Stored data
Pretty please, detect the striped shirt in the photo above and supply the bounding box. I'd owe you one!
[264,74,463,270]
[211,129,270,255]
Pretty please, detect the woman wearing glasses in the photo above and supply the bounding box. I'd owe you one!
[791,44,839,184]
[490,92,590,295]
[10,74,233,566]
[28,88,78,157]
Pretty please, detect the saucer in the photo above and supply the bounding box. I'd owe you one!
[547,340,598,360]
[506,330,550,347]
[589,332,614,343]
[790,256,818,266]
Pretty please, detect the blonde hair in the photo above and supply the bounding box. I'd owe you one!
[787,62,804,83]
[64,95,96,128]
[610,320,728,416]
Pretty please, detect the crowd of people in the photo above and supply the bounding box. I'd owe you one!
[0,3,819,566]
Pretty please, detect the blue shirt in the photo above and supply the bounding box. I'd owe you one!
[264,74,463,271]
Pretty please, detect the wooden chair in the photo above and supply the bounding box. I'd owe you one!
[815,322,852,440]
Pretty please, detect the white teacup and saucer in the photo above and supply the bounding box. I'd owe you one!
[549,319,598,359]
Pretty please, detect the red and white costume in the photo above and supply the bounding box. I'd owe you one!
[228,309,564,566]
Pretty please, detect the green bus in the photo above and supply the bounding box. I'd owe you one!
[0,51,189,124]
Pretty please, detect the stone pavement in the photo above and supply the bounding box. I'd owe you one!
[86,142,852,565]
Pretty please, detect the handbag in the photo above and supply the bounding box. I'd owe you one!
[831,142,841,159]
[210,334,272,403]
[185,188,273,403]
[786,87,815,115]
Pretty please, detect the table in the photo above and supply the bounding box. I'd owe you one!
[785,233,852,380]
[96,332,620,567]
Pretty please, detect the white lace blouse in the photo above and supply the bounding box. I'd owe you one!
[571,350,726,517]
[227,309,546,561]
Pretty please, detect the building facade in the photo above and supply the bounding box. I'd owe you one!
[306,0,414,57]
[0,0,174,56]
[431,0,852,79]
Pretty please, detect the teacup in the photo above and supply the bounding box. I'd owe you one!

**What the task requires:** Starting at the line that contains "Pretty please, detect the white lace", write out every line through the last one in the data above, exactly as it stands.

**Answer section:**
Pretty please, detect the white lace blouse in the photo above and supply the bounding box. I'd owe you one!
[571,350,726,517]
[227,309,546,561]
Pretty please, detect the building facade in the photo above and supply the bounding box. I'd owe you one!
[306,0,414,57]
[0,0,174,56]
[431,0,852,79]
Pretty please, detect the teacup in the photo above and supply the bounding box. I'd owe you one!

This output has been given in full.